— BEGIN —
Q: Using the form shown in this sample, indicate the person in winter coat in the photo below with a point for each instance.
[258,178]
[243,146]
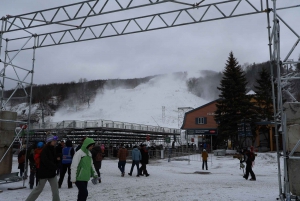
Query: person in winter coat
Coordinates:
[47,171]
[97,159]
[80,144]
[204,156]
[136,157]
[144,161]
[122,155]
[30,157]
[59,148]
[67,156]
[34,163]
[21,160]
[82,168]
[249,158]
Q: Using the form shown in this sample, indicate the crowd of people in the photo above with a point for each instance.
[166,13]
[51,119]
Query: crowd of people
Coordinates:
[50,160]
— END —
- Do this
Copy every line of the records above word for word, omitting the pictures.

- Task result
Q: Using the form shown in this sample, indicate the person in winter coat in the photo below with a point for each instance.
[258,178]
[243,146]
Query: person in winter coat
Coordinates:
[47,171]
[97,159]
[80,144]
[204,156]
[136,157]
[144,161]
[122,155]
[30,157]
[59,148]
[67,156]
[34,163]
[21,160]
[82,168]
[249,158]
Q: Using the form shown in this sample, indicate the crowd of people in the photo above with a point for each instance.
[166,13]
[51,119]
Query: crowd of people
Coordinates:
[50,160]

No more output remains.